__REQUIRED ACTIONS__
(a) From the blog post on the "let them eat cake" quote, explain why the writer respects NPR.
(b) Answer these questions from the blog post on the "let them eat cake" quote.
(i) In which work does the original quote appear?
(ii) Where and in what year did the incident the quote refers to take place?
(iii) What is the name of the writer's NPR station in LA?

__TEXT PASSAGE__
^^^^

Saturday, September 17, 2011

Let them eat cake, maybe

"If they have no bread, let them eat cake!" ("S'ils n'ont plus de pain, qu’ils mangent de la brioche.") –Marie Antoinette. The original quote comes from Jean-Jacques Rousseau's Confessions: "I recalled the make-shift of a great princess who was told that the peasants had no bread and who replied: ‘Let them eat brioche’." ("Je me rappelai le pis-aller d’une grande princesse à qui l’on disait que les paysans n’avaient pas de pain, et qui répondit, qu’ils mangent de la brioche.") He was referring to an incident in Grenoble, 1740, ten years before Marie Antoinette was born. It has been speculated that he was actually writing of Maria Theresa of Spain or one of various other aristocrats though no evidence has ever been offered for this. In the meantime, Marie Antoinette's attribution to the quote was current in her time in antiroyalist propaganda, most likely to hasten her way to the guillotine

Usually my drive to work is filled with the news in depth on our NPR station in LA, KPCC. I enjoy listening to both sides of an argument, and as they say on KPCC "no rant, no rave". NPR tries its hardest to present the whole version of the story and limits a reporters version of the story. I respect that.

^^^^

__RECORDS SUPPLIED__
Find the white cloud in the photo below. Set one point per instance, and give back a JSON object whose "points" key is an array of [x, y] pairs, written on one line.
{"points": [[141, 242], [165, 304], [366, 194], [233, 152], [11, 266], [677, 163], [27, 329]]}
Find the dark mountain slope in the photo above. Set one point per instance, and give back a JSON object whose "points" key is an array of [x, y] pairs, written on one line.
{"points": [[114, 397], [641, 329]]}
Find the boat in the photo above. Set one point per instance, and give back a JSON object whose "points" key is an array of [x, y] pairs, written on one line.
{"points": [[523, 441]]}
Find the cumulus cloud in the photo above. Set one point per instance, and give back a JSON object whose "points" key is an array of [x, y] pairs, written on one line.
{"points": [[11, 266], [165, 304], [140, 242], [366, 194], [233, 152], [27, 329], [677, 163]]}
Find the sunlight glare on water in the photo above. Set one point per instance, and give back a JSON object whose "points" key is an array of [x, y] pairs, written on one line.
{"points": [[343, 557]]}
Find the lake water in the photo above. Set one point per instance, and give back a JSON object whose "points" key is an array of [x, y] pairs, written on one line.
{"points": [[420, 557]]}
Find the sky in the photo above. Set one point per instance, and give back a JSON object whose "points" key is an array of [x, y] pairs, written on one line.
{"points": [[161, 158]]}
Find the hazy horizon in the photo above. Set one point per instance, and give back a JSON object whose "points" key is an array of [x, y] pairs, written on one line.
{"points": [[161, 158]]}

^^^^

__ACTIVITY ANSWERS__
(a) The writer respects NPR because it tries its hardest to present the whole version of the story and limits a reporter's version of the story.

(b)
(i) Jean-Jacques Rousseau's Confessions
(ii) Grenoble, 1740
(iii) KPCC